### EXERCISE
Pull out every line in the rows below that contains the word "metal".

### INFORMATION GIVEN
__________________________________________________
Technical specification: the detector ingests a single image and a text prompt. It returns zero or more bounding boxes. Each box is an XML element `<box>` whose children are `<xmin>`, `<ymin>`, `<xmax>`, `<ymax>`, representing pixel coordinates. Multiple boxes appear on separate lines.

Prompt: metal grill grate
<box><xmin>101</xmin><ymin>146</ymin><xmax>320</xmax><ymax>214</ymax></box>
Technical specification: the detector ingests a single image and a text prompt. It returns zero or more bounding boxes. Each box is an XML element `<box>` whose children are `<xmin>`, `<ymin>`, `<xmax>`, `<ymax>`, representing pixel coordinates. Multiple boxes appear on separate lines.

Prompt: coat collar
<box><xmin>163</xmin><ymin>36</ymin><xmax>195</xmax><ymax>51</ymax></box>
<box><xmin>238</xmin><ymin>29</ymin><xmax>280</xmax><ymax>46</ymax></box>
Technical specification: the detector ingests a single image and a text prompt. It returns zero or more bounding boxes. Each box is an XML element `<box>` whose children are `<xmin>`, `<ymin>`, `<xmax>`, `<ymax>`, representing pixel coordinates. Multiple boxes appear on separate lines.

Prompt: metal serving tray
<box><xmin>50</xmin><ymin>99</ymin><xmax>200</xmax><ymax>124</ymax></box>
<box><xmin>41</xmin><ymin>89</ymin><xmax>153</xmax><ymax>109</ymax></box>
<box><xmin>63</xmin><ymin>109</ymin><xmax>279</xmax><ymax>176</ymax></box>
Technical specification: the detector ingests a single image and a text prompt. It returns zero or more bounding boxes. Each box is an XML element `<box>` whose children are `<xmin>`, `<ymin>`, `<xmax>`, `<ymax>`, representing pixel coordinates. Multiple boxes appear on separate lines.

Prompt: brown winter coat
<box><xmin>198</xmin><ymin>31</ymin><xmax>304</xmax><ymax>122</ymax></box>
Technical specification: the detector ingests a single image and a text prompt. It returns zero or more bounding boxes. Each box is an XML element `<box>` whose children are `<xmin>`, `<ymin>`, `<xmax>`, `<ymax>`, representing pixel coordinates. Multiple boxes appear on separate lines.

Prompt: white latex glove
__________________________________________________
### WRITTEN SOLUTION
Prompt: metal grill grate
Prompt: metal serving tray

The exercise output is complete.